However, her work on energy policy was criticised by another rising star of Celtic politics, Mary Lou McDonald, who is now president of Sinn Féin.

“I could not support today’s reports, which basically back the European Commission’s drive to liberalise the electricity and gas markets,” wrote McDonald in 2009.

“Our own experience in Ireland has shown how liberalisation and resulting privatisation have not provided solutions to any problems in the energy sector.”

Morgan did not endear herself to many in Plaid Cymru either by using her role to submit questions to the Commission designed to show independence was not a viable option for either Wales, Scotland, Catalonia, the Basque Country or Flanders.

In his speech to Plaid Cymru’s spring conference ahead of the 2009 European elections, former party leader Adam Price said: “Eluned Morgan – retiring from the European Parliament to spend more time with her karaoke machine – says nationalism is an evil and that those who desire freedom for their countries are to be despised, not admired.”

Partisan

One former member of the Welsh community in Brussels said they were not pleased that she was set to be the next First Minister.

“I have followed her career over the years and I have observed a very strong partisan tendency in her,” they said. “She is not likely to work well with anyone from outside her own party.

“As a firm Blairite, when Blair was Prime Minister, I can’t see her emulating predecessor, Rhodri Morgan, and trying to put clear red water between her government and Starmer’s. I liked and admired Mark Drakeford, and am very disappointed by his successors.”

Stated task 1
Using the excerpt about Eluned Morgan, answer these:
(a) What position does Mary Lou McDonald now hold?
(b) In what year did McDonald write her criticism of the reports?
(c) Which former Plaid Cymru leader spoke at the party's spring conference before the European elections?
Stated task 2
Rewrite the excerpt about Eluned Morgan from "One former member" to "her own party.", putting "noticed" in place of "observed".

Recorded information
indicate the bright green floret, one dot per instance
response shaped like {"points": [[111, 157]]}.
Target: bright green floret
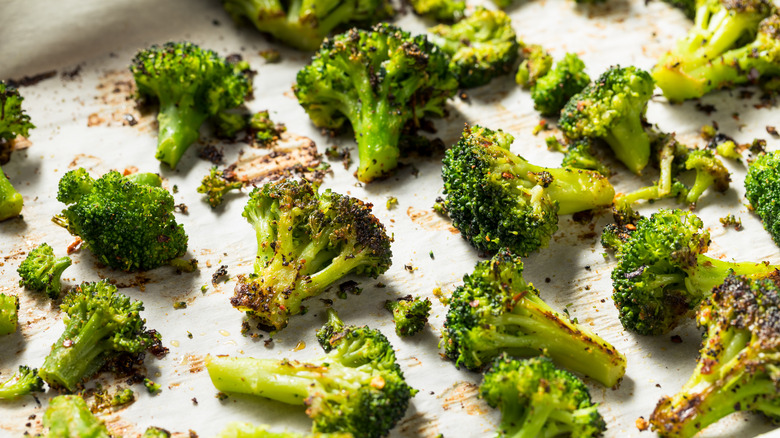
{"points": [[481, 47], [306, 242], [498, 199], [357, 387], [496, 311], [538, 400], [126, 221], [739, 360], [100, 324], [377, 81], [41, 271], [410, 314], [613, 109], [191, 85]]}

Result 1
(a) President of Sinn Féin.
(b) 2009.
(c) Adam Price.

Result 2
One former member of the Welsh community in Brussels said they were not pleased that she was set to be the next First Minister.

“I have followed her career over the years and I have noticed a very strong partisan tendency in her,” they said. “She is not likely to work well with anyone from outside her own party.